Text under study
((

During the Dutch Design Week 2015 the new Material Sense website is presented, were their various products and services are displayed. The main requirements for developing the website were the user friendliness of the website for (future) clients as the adding of content by Material Sense.
Expert 'Tangible and reciprocal shape changing interfaces'
team: Miguel Bruns, Simone de Waart, Brandon Hur, Meerthe Heuvelings
Since September 2015, I work as an external expert within the area of 'Tangible and reciprocal shape changing interfaces' for the Department of Industrial Design, University of Technology Eindhoven. This area is focused on the development of tangible intuitive interactions with shape changing products.
As an expert I support second year Bachelor Industrial Design students with project related decision making, give advice in how to design an intuitive interaction and co-organize workshops around materials, presentation and interaction design.
Expert & Project Coach 'Wearable Senses'
team: Stephan Wensveen, Oscar Tomico, Pierre Levy, Troy Nachtigall, Arne Hendriks, René Ahn, Lilian Admiraal, Leonie Tenthof van Noorden, Meerthe Heuvelings
In July 2013 I graduated from the Wearable Senses theme within the Department of Industrial Design, University of Technology Eindhoven.

))

Records supplied

((

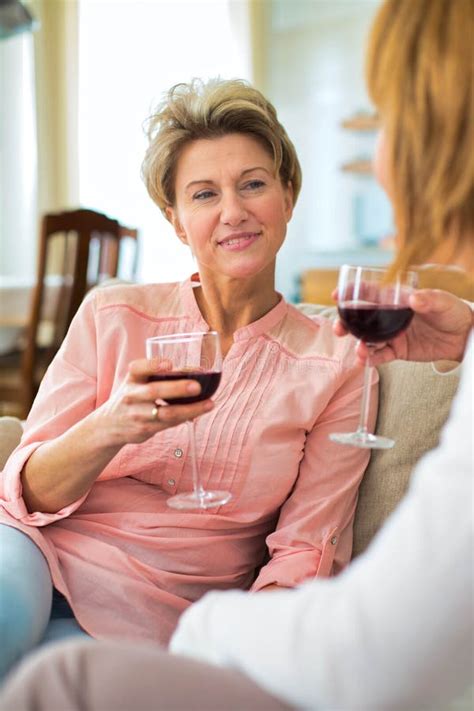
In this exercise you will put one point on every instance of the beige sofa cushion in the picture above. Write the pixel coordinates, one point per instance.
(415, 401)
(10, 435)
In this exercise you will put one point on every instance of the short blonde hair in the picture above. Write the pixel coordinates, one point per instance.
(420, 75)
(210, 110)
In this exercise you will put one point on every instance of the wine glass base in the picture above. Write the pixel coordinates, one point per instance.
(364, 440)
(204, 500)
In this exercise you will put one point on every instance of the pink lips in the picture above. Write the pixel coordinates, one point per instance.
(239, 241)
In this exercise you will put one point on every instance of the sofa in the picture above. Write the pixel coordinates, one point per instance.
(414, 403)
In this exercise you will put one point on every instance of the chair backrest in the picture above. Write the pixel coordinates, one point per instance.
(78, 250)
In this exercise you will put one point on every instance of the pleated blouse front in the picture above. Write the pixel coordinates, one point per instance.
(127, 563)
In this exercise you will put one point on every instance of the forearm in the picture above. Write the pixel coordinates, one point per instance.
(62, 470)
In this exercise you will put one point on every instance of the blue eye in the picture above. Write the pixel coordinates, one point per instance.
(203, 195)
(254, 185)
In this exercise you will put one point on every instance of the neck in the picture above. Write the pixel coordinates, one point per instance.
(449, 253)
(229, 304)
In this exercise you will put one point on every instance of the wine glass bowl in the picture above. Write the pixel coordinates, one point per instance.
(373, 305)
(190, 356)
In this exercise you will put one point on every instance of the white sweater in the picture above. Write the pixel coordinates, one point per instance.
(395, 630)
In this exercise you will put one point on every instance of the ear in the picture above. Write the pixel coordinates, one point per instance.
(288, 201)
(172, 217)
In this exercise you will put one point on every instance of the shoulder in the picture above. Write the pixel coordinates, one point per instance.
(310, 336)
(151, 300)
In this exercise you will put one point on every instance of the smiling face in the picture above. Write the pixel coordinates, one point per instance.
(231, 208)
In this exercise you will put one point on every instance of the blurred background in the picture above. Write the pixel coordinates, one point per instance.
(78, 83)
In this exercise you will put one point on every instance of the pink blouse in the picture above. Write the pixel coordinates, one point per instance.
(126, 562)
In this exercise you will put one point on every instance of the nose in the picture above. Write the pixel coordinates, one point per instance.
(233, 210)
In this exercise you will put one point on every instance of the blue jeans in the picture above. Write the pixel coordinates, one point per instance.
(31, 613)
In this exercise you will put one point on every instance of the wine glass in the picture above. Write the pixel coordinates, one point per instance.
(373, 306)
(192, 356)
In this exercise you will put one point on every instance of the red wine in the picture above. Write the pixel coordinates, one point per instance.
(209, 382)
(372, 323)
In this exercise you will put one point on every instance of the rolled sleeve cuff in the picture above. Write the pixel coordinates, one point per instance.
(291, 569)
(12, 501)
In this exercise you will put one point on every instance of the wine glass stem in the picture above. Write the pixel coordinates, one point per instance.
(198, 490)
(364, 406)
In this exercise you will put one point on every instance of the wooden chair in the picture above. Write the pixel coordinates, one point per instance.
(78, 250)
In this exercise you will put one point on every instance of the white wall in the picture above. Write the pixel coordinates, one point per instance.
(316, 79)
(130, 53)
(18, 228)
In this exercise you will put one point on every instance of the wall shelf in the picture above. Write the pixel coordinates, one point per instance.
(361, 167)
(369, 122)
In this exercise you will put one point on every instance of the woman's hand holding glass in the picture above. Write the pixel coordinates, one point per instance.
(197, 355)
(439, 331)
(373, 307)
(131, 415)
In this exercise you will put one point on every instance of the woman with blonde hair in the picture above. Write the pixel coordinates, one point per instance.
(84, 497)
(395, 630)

))

Directions for this task
Reproduce the stretch of the design portfolio text above from "Expert 'Tangible and" through "shape changing products.", word for word.

Problem solution
Expert 'Tangible and reciprocal shape changing interfaces'
team: Miguel Bruns, Simone de Waart, Brandon Hur, Meerthe Heuvelings
Since September 2015, I work as an external expert within the area of 'Tangible and reciprocal shape changing interfaces' for the Department of Industrial Design, University of Technology Eindhoven. This area is focused on the development of tangible intuitive interactions with shape changing products.